→ Task statement:
Rewrite everything from the line containing "of the **bent" down through the line containing "140], [160, 134]]", changing "bent knee" to "raised knee" and leaving all other text as it is. Return only those lines of the material.

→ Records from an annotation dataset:
* START *

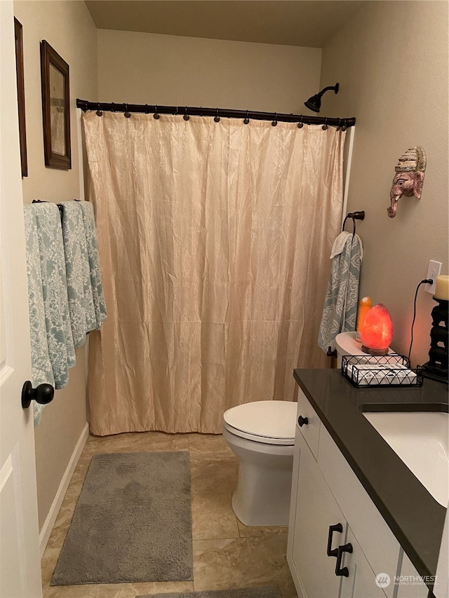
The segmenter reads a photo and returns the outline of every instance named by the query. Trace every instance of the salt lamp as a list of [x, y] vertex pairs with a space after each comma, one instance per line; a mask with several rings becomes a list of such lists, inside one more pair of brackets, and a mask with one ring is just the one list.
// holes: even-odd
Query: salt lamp
[[362, 329], [362, 351], [370, 355], [387, 355], [393, 338], [393, 322], [384, 305], [368, 309]]

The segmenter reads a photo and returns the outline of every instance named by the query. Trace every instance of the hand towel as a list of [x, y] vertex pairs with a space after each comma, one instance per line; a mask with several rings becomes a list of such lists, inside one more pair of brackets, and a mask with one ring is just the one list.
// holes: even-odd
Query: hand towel
[[[32, 381], [33, 386], [44, 383], [54, 386], [55, 378], [47, 345], [39, 244], [34, 207], [30, 205], [24, 205], [23, 212], [27, 252]], [[45, 405], [40, 405], [33, 401], [34, 426], [40, 423], [44, 407]]]
[[328, 347], [335, 348], [337, 334], [356, 329], [363, 254], [358, 235], [341, 233], [333, 245], [330, 276], [318, 335], [318, 344], [326, 353]]
[[91, 269], [83, 210], [78, 201], [65, 201], [62, 239], [67, 280], [67, 296], [72, 334], [75, 348], [82, 346], [86, 334], [97, 327]]
[[86, 227], [87, 252], [91, 269], [91, 283], [93, 296], [93, 306], [95, 311], [96, 328], [100, 329], [102, 322], [106, 320], [106, 305], [105, 294], [101, 281], [101, 271], [98, 257], [98, 246], [95, 233], [95, 222], [93, 215], [93, 207], [90, 201], [80, 201], [79, 205], [83, 210], [83, 219]]
[[69, 368], [75, 365], [65, 274], [62, 229], [55, 203], [34, 203], [39, 243], [42, 294], [48, 354], [55, 388], [69, 381]]

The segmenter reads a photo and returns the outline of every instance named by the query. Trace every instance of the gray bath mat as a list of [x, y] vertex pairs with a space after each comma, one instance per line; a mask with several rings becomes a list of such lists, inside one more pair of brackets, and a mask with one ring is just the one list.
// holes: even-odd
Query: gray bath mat
[[189, 453], [95, 455], [51, 585], [192, 579]]
[[240, 590], [206, 590], [205, 592], [181, 592], [180, 594], [145, 594], [135, 598], [281, 598], [277, 587], [242, 587]]

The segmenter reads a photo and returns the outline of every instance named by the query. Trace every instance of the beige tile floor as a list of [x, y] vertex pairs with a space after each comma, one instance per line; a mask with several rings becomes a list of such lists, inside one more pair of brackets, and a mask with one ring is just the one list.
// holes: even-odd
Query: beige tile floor
[[[92, 456], [97, 453], [187, 451], [190, 454], [194, 580], [50, 586]], [[135, 598], [157, 594], [277, 585], [297, 598], [286, 553], [286, 527], [247, 527], [231, 505], [236, 458], [221, 435], [146, 432], [91, 436], [79, 458], [42, 558], [44, 598]]]

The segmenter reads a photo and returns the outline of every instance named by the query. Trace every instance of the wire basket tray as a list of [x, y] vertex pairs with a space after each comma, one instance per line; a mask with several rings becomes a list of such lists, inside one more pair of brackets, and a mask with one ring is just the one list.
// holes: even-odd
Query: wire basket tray
[[367, 386], [422, 386], [422, 368], [412, 369], [402, 355], [343, 355], [342, 374], [357, 388]]

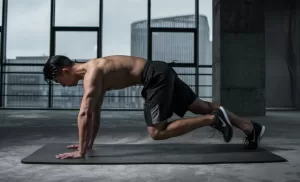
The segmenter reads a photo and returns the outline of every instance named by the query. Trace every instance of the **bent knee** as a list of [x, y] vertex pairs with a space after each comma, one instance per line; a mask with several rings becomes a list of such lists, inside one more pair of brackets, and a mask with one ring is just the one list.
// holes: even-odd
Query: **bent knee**
[[166, 129], [167, 121], [163, 121], [153, 126], [148, 126], [147, 130], [153, 140], [159, 140], [160, 134]]

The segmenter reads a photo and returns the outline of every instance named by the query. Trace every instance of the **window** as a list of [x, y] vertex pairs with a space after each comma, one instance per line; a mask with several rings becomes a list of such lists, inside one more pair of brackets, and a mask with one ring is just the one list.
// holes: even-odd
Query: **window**
[[[2, 9], [1, 9], [2, 10]], [[4, 107], [47, 107], [48, 85], [41, 66], [49, 55], [50, 0], [9, 0]]]
[[99, 0], [55, 0], [55, 26], [99, 26]]

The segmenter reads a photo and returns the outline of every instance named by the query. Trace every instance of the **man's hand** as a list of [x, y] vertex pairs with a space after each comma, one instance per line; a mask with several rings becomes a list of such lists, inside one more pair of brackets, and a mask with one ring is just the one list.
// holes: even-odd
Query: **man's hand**
[[[87, 149], [92, 149], [93, 145], [89, 144]], [[79, 144], [71, 144], [71, 145], [67, 145], [68, 149], [76, 149], [79, 150]]]
[[76, 158], [82, 158], [84, 157], [79, 153], [79, 151], [74, 151], [74, 152], [68, 152], [68, 153], [63, 153], [63, 154], [58, 154], [55, 156], [57, 159], [76, 159]]

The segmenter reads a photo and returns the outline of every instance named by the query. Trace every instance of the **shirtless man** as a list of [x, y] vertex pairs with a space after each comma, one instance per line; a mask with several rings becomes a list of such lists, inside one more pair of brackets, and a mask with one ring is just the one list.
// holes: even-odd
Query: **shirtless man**
[[[196, 128], [211, 126], [223, 134], [225, 142], [233, 135], [232, 125], [245, 134], [245, 149], [256, 149], [265, 127], [244, 120], [222, 106], [197, 98], [191, 88], [163, 61], [147, 61], [134, 56], [108, 56], [76, 63], [62, 55], [52, 56], [45, 63], [45, 80], [62, 86], [76, 86], [83, 80], [84, 95], [78, 114], [79, 143], [68, 148], [74, 152], [56, 155], [58, 159], [81, 158], [92, 148], [98, 132], [100, 110], [105, 92], [133, 85], [143, 85], [144, 117], [149, 135], [154, 140], [181, 136]], [[199, 116], [168, 122], [187, 111]]]

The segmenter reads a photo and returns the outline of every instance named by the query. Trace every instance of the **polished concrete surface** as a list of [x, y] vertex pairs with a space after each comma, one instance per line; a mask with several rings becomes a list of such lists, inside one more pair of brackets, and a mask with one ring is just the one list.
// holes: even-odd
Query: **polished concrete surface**
[[[46, 143], [77, 140], [77, 111], [0, 110], [0, 181], [216, 181], [296, 182], [300, 180], [300, 112], [267, 112], [253, 117], [266, 125], [262, 147], [288, 160], [284, 163], [214, 165], [30, 165], [22, 164]], [[190, 117], [192, 115], [187, 115]], [[176, 119], [176, 118], [174, 118]], [[153, 141], [142, 112], [103, 112], [96, 143], [223, 143], [203, 127], [181, 137]], [[235, 130], [232, 143], [242, 143]], [[67, 151], [67, 150], [66, 150]]]

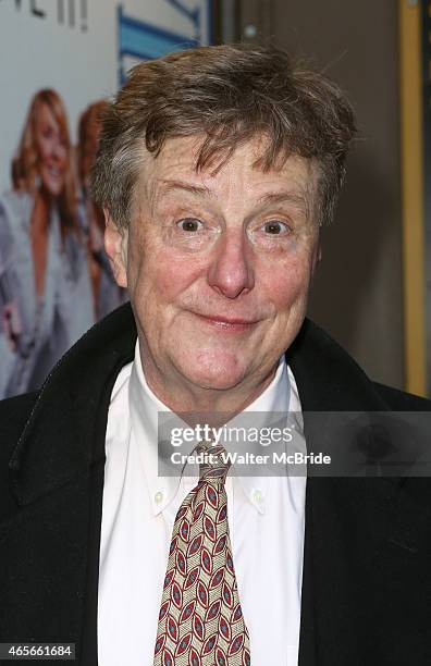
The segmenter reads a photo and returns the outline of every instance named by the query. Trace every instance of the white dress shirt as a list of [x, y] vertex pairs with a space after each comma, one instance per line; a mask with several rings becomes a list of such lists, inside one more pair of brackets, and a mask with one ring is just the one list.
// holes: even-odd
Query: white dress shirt
[[[284, 357], [247, 408], [296, 411], [300, 403]], [[151, 666], [175, 515], [193, 477], [158, 477], [158, 411], [136, 344], [112, 391], [106, 437], [100, 576], [99, 666]], [[227, 476], [227, 519], [253, 666], [297, 666], [303, 579], [305, 477]]]

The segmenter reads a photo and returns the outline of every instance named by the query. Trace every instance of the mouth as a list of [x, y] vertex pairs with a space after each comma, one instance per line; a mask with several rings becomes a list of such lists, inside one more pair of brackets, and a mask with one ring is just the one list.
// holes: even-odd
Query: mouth
[[242, 332], [250, 331], [259, 320], [257, 319], [243, 319], [241, 317], [224, 317], [221, 314], [199, 314], [193, 312], [195, 317], [198, 317], [206, 324], [218, 331], [226, 332]]
[[47, 173], [54, 178], [59, 178], [62, 175], [62, 172], [60, 169], [58, 169], [58, 166], [46, 166], [46, 170]]

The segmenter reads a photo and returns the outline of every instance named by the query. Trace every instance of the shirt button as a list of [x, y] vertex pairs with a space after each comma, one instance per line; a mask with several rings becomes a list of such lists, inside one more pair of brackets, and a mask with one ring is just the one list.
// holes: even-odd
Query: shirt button
[[263, 499], [263, 495], [262, 495], [261, 491], [260, 491], [260, 490], [258, 490], [258, 489], [255, 489], [255, 490], [253, 491], [253, 493], [251, 493], [251, 499], [253, 499], [254, 502], [256, 502], [256, 504], [260, 504], [260, 503], [261, 503], [261, 501]]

* END *

→ Expected output:
The segmenter reads a photo and returns the outline of every instance named by the query. Trace every instance of the **raised knee** as a list of [x, y] vertex pairs with a space after each comma, one instance per line; a mask with several rings becomes a list of such lists, inside one more pair of brackets, and a mask with one ring is just the one list.
// holes: even-odd
Query: **raised knee**
[[166, 129], [167, 121], [163, 121], [153, 126], [148, 126], [147, 130], [153, 140], [159, 140], [160, 134]]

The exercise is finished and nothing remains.